> _REQUIREMENT_
Repeat, word for word, each of the records shown below, without their pictures.

[Stored data entries]
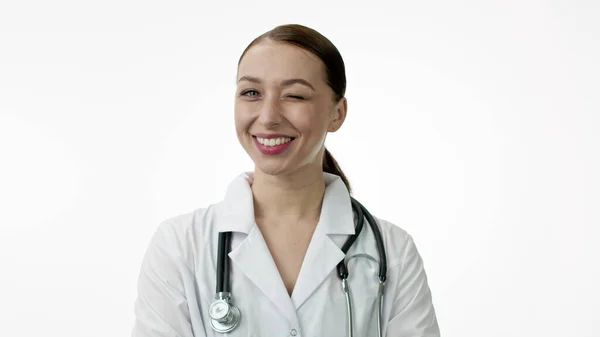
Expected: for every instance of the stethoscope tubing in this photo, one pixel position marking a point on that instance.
(223, 286)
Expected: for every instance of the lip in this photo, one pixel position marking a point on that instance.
(269, 136)
(272, 150)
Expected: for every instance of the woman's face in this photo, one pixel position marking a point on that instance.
(282, 93)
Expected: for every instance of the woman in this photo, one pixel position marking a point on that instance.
(289, 218)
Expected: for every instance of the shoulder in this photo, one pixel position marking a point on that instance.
(397, 241)
(182, 236)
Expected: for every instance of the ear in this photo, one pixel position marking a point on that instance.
(341, 109)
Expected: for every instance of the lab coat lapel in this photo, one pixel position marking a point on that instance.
(254, 260)
(323, 254)
(320, 261)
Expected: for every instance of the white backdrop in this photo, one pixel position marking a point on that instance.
(471, 124)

> _ANSWER FOR THE TASK_
Expected: for every instance of the stethoscope tubing in this photo, one pixel position marking a point on that instance.
(223, 286)
Expected: for every instance of the lip in this photo, one pixel position marking a point on that instance.
(269, 136)
(272, 150)
Expected: for every instance of the woman's face in this photo, one pixel position marking a point on that instance.
(282, 93)
Expected: for every instance of the woman in this photo, one pixel position marking a point on that instance.
(289, 218)
Expected: for every instance of the shoulder in this photo, one pixel position marking a point on that instance.
(397, 241)
(182, 236)
Expected: for every instance of the ear in this photo, one pixel position marking a point on that instance.
(341, 109)
Expected: for every instance of the lab coat lapel in this photo, one pixel position marking a point on that instance.
(254, 260)
(323, 254)
(320, 261)
Expected: for every instance of the white backdrop in this photo, one pixel position marking a point on that instance.
(471, 124)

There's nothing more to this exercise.